LISTED ENTRIES
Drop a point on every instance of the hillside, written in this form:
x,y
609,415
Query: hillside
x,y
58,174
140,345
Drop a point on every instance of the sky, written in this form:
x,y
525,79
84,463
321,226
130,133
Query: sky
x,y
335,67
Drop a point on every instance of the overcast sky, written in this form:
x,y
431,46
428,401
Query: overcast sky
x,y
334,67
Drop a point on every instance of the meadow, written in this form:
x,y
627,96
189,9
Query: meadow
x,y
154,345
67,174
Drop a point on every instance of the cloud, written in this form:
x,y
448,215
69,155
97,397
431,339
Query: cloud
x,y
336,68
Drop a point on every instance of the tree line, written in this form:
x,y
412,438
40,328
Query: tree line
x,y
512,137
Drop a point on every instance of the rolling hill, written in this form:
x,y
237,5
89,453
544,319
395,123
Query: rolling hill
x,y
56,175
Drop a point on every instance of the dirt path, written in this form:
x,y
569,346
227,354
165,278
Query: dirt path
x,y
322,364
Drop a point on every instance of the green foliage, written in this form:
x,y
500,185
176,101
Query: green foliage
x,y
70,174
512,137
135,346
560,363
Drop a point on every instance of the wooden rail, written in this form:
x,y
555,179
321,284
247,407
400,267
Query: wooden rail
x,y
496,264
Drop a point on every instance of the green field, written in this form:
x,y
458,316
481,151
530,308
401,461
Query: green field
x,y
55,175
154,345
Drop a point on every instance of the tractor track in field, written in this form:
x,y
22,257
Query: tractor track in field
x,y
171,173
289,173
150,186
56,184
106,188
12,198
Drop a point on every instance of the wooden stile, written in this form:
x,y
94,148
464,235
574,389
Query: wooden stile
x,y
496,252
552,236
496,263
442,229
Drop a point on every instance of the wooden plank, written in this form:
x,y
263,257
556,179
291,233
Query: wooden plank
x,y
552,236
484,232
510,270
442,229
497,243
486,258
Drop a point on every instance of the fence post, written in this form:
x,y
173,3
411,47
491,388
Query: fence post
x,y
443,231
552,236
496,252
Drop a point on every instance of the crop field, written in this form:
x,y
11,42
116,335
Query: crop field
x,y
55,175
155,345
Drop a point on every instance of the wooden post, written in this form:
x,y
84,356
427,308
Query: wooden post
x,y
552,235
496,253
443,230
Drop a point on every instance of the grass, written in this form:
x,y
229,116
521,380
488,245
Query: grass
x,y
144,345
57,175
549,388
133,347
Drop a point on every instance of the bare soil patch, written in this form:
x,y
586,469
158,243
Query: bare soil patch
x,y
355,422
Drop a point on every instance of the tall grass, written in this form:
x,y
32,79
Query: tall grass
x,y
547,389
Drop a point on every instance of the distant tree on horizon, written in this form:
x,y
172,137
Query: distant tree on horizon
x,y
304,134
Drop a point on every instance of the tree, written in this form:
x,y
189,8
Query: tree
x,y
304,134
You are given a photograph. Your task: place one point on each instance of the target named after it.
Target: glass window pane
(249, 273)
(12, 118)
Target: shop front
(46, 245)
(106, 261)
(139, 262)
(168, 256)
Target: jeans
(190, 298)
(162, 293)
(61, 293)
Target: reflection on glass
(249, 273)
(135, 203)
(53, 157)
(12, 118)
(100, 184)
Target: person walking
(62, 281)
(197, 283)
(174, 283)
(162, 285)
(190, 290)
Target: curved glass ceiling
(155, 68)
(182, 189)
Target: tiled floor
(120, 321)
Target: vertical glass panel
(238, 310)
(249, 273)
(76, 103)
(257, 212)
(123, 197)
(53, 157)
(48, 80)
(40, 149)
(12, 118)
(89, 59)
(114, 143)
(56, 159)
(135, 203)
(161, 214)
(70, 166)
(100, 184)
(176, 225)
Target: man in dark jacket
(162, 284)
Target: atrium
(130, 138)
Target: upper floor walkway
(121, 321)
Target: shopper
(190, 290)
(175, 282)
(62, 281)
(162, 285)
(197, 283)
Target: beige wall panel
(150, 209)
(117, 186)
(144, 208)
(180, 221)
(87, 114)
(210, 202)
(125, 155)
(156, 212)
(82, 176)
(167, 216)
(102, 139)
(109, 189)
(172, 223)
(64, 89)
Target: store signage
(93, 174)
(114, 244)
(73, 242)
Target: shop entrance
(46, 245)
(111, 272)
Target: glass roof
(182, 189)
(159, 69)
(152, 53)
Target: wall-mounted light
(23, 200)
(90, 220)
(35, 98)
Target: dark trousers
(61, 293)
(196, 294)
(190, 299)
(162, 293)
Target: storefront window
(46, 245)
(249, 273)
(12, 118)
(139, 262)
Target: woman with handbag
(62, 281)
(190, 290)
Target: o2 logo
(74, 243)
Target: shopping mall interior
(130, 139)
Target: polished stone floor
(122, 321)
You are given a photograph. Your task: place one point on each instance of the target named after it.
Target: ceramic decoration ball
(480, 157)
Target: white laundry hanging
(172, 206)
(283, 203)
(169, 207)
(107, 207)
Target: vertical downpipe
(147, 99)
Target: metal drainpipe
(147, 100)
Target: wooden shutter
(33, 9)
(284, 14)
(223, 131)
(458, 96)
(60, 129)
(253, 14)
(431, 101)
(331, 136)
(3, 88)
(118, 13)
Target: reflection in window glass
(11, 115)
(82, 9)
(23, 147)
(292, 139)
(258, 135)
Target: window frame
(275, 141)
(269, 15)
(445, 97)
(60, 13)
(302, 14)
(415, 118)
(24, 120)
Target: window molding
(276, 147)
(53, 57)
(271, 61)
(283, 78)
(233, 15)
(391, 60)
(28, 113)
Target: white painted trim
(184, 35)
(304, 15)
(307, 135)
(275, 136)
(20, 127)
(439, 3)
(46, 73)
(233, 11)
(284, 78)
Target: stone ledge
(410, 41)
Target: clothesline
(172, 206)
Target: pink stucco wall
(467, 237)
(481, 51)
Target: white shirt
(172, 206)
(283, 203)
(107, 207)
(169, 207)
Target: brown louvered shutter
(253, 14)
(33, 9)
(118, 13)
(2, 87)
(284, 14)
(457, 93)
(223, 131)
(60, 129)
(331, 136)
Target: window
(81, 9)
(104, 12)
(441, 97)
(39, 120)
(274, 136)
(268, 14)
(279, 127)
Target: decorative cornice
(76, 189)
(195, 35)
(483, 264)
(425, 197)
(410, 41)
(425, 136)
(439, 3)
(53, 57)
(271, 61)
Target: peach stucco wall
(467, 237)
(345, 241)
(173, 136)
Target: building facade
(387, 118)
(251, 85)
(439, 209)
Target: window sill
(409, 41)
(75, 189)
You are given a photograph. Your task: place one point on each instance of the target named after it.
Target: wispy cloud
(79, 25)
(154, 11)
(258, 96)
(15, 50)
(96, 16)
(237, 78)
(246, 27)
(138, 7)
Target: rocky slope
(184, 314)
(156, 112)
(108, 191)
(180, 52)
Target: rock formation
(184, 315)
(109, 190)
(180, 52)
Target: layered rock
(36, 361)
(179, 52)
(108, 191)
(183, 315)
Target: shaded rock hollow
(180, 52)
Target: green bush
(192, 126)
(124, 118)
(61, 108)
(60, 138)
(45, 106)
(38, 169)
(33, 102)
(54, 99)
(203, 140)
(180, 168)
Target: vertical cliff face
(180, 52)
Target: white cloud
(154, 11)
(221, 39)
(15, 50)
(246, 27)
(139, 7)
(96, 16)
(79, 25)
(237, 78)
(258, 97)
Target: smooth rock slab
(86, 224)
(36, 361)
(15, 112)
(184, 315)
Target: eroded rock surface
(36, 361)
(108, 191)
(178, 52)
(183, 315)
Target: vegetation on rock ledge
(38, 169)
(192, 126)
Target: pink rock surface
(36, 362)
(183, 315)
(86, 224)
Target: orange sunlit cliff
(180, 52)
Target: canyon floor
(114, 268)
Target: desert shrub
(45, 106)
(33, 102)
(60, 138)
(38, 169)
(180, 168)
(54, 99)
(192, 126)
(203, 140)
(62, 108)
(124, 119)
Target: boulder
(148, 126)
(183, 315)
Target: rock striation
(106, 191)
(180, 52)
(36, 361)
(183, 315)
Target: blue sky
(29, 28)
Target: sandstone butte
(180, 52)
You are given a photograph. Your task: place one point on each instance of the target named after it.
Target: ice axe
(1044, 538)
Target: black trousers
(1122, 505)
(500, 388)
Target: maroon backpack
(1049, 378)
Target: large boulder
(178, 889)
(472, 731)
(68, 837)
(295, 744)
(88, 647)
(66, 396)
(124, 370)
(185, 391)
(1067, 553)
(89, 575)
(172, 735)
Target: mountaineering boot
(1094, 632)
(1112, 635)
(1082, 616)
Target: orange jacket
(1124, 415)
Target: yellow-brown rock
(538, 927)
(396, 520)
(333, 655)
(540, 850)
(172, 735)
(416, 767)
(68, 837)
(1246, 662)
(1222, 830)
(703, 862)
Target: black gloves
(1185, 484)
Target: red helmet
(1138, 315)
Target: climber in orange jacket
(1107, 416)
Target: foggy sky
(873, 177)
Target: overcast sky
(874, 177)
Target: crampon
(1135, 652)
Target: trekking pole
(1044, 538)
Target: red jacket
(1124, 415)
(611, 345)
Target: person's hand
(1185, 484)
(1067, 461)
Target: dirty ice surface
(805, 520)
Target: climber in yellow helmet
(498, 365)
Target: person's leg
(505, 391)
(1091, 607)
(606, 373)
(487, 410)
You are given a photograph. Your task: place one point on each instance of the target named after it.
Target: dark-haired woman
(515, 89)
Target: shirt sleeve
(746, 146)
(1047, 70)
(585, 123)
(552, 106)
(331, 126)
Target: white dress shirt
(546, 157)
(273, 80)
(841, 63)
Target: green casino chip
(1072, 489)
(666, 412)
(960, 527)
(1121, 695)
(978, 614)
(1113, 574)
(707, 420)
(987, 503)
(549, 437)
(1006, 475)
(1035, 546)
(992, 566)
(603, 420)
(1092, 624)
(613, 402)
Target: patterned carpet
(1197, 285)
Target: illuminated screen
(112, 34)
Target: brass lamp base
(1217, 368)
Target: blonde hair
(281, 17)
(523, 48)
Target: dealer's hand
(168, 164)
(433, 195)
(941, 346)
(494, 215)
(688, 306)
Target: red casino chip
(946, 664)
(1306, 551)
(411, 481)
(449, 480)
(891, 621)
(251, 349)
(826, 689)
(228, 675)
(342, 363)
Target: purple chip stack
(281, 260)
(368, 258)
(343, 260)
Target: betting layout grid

EXERCISE
Copy the material between the lines holding "Target: black trousers" and "(1082, 616)", inclusive, keeping every line, and increase each point coordinate in the answers by 120. Give only these lines.

EXERCISE OUTPUT
Target: black trousers
(1242, 625)
(620, 508)
Target: maroon backpack
(1169, 498)
Target: large boulder
(298, 1009)
(592, 851)
(188, 957)
(415, 864)
(208, 767)
(186, 516)
(244, 490)
(305, 511)
(1187, 673)
(209, 695)
(292, 855)
Target: mountaineering boot
(1214, 752)
(1232, 755)
(1202, 736)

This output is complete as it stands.